▶ [Text extract]
__________________________________________________

Public Art: The Politics of Puking
In medieval Europe, the seven “liberal arts” that were taught at universities were grammar, rhetoric, logic, geometry, arithmetic, music and astronomy. Thankfully, the fields of undergraduate study have increased greatly in the intervening centuries, but with this broadening of academic inquiry, questions such as “what is art?” and “how liberal do we want to be about it?” arise.
On December 12, just before the end of classes and the start of Reading Period, a group of five students led by College junior Kalan Sherrard, dressed up in white and went in front of Mudd Library where they proceeded to consume beets and tomato soup and vomit the red mixture on themselves and each other. This past Monday, according to Sherrard, he met with Kimberly Jackson Davidson, the Associate Dean of Students, to discuss disciplinary measures resulting from that event. Under the current rules, the Temporary Art Installation Policy requires go-aheads and signatures from “the Art Department, Facilities Operations, Residential Education and Safety and Security,” none of which the regurgitating students had obtained.
The performance began at noon, and when Safety and Security arrived about fifteen minutes later in response to complaints, Sherrard claimed full responsibility for the matter. Discussing the parts of the project he wishes had gone differently, Sherrard said, “Two things that disappointed me about [the project] were that I heard later that they called grounds to clean up after us which I felt bad about.... I thought we cleaned up well. Also I wish we had found more people to do it so it wasn’t about me.”
Sherrard is now on deferred probation, meaning that by a certain deadline he has to submit a form or essay to the College, otherwise he will be placed on full probation. He intends to comply with the request but is trying to decide whether or not to challenge the rule, which he feels impinges on his freedom of expression. “Modern dance shows that walking can be a type of art, so banning art in public spaces means banning public spaces,” Sherrard said.
The event generated volatile and highly polarized reactions on campus, hundreds of which were posted on the Oberlin Confessional website. Some students expressed regret that they had missed the performance, while others were thankful that they had. “It’s not just about being ‘offended.’ I’m a recovering bulimic who has a hard enough time during finals as is. I really REALLY didn’t need to see someone puke on themselves with no goddamn warning,” said one poster.
Another poster made a comment more along the lines of something the group might have desired: “I’m sure you’ve been exposed to more vomit from drunken party-ers than performance art.”
Aside from recovering bulimics and emetophobes (those with an irrational fear of vomit) other students lambasted the event for being unhygienic, inconsiderate to the community, artistically invalid and unoriginal.
Speaking to the health issues, Marjorie Burton, assistant director of Safety and Security said, “There’s concern when something involves bodily fluids that [it poses a] danger to other people.” Despite this expressed concern, Burton took a diplomatic stance saying, “We very much respect the complainants and the person we made contact with (i.e. the performers).” She said that she didn’t recall any similar incidents from the past two or three years, and that might have been one of the sources of the security officers’ confusion. “The person we made contact with [Kalan] didn’t make clear whether what he was doing was performance art.”

__________________________________________________

▶ [Extracted records]
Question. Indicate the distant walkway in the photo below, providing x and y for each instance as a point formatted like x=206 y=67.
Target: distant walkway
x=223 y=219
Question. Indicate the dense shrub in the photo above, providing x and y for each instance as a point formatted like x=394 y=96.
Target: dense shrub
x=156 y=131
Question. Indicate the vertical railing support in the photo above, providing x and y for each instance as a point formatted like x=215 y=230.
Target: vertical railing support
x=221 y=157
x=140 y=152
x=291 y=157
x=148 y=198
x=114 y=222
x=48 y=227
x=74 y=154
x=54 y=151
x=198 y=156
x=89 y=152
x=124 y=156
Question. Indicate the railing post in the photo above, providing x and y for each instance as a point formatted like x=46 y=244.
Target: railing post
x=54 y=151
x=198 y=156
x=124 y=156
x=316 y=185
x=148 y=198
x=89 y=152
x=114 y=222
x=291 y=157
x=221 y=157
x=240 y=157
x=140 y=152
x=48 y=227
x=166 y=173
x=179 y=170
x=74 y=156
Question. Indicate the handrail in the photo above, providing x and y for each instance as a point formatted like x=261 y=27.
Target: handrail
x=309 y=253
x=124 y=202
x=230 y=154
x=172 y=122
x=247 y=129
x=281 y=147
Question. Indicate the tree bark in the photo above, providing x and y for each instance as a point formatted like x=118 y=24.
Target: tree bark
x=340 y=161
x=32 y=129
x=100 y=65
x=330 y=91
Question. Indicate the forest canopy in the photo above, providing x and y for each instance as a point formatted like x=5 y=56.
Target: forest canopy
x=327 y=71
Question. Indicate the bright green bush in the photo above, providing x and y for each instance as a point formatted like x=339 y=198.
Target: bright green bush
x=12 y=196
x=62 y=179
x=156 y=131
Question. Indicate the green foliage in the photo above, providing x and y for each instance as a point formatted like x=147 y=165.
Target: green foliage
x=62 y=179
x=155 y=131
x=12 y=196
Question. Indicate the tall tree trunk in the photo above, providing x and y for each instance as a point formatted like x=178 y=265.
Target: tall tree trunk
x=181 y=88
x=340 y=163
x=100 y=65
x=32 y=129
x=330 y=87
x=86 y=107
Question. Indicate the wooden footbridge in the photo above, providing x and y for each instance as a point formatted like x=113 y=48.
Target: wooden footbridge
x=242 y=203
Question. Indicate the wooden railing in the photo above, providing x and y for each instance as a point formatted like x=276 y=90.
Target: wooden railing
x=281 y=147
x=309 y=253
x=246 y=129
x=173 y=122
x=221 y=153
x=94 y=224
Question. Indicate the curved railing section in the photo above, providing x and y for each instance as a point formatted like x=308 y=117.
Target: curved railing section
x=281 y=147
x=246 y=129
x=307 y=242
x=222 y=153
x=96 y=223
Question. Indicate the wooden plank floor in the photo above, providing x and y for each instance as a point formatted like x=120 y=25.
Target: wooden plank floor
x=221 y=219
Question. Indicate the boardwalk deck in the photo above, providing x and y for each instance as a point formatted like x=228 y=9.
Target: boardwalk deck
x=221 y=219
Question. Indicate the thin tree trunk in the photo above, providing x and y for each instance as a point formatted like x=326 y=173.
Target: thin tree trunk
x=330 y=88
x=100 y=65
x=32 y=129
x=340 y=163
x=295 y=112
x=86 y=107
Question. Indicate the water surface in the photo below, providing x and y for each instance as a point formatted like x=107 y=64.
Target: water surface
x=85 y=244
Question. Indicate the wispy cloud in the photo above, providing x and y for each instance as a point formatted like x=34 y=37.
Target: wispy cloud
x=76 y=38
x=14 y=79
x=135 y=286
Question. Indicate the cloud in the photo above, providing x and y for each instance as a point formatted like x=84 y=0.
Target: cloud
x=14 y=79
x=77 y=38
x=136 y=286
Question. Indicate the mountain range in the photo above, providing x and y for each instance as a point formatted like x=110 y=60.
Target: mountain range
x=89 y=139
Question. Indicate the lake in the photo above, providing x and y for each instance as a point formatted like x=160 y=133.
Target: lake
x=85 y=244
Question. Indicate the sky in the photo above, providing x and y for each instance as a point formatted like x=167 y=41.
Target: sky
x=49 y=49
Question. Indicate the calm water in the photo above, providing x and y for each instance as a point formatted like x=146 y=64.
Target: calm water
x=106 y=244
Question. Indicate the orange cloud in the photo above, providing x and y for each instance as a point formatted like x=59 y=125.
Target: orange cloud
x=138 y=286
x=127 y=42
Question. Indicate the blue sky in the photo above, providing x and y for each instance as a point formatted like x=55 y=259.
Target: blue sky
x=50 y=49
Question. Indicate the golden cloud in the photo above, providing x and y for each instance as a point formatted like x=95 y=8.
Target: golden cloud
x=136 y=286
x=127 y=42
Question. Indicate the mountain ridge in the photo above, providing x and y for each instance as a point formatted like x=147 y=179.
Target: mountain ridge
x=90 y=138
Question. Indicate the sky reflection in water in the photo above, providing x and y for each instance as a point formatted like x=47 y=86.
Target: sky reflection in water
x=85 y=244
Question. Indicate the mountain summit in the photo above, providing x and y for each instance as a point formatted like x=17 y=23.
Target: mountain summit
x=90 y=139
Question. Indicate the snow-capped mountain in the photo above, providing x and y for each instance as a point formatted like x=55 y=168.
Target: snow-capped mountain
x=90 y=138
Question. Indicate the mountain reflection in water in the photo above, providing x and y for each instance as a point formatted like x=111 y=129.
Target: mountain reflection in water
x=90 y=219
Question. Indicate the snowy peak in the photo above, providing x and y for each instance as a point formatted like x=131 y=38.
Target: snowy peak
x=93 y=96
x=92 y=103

__________________________________________________

▶ [Goal of the exercise] Carry on the article about the students' vomiting performance outside Mudd Library, beginning after its last sentence. The lines are separate material and have no connection to the text.

▶ [Solved problem]
Conservatory junior Sam Goodman, who has taken part in past improvised actions with Kalan and others said, “There was only one other incident where Safety and Security got involved, I believe. I think they were definitely understanding, they didn’t write us up for anything.”
During the incident in question the group cavorted around improvising on musical instruments, drawing chalk circles in Wilder Bowl and carrying random objects. The source of concern was that some of those objects were butcher’s knives.
Goodman explained the method behind the madness: there are “two forms that we work with doing this guerrilla street theater: one is called gibberish theater and the other is theater of war. Gibberish theater doesn’t have an agenda, it doesn’t have dogma, it’s more or less nonsense.... Theater of war has an agenda, theater of war has a message and it wants to impart a certain thought onto the viewers.”
However, Goodman chose not to participate in this particular project though he noted that that didn’t mean he was indicting it. He said, “To tell you the truth, it didn’t appeal to me at first. I didn’t look forward to actually doing it, to actually sticking my finger in my mouth and vomiting; plus add on to that there were conflicts with my schedule.”
Turn, Turn, Turn: Trends in College Life
College students come and go. We are ephemeral. We bring our stilts and our senses of humor and our causes, and after four years, if we haven’t passed on the passion to someone else at our school it’s like shaking an Etch-a-Sketch. That said, there are revivals, the way Oberlin is now experiencing a revival of performance art on campus that had its most recent heyday in the late nineties.
According to Associate Professor of Art History Erik Inglis, who attended Oberlin from 1985 - 1989 and began teaching here in 1997, “One of the things that makes it hard to measure trends or emphases in a place like Oberlin, and by that I mean a small place, is that the size of the sample is so small that if there were two students interested in doing performance pieces and they each did three performances a year in their junior and senior years that would be six, and then they graduated and the next year there were none, you could say, ‘Performance has fallen off dramatically. What’s wrong or right with the curriculum that performance isn’t happening anymore?’ [but] our sample size is small enough that it could just be well those two people graduated.”
However, Inglis noted, “I think it’s probably accurate to say that I’ve received more invitations to [this type of] events in the late nineties, let’s say my first five years here rather than my second five years here.”
Nathan Kelly, OC ’97, known to his friends as Auntie Nathan, felt that there were a couple of factors that made his years at the school a particularly encouraging time for performance art. After getting his associate’s degree at a community college in Florida, Kelly spent “two years on the Renaissance fair circuit, which was enough of a spontaneous sort of situation, but still required acting. I guess even that could be called performance art.”
Kelly posited an S and M club at the school and may have helped popularize performance art at that time. He explained, “The practice of sadomasochism, for some reason, at least then, seemed to coincide with performance art. Across the country there were people who were sewing their mouth closed on stage, or in my case, being flogged was kind of my ‘in.’”
Then as now Kelly explained that, “blood, saliva and body fluids are always an issue when you’re dealing with S and M, and as a performance artist, it’s your responsibility to take that in hand and make sure that you’re not unduly exposing people to risk.”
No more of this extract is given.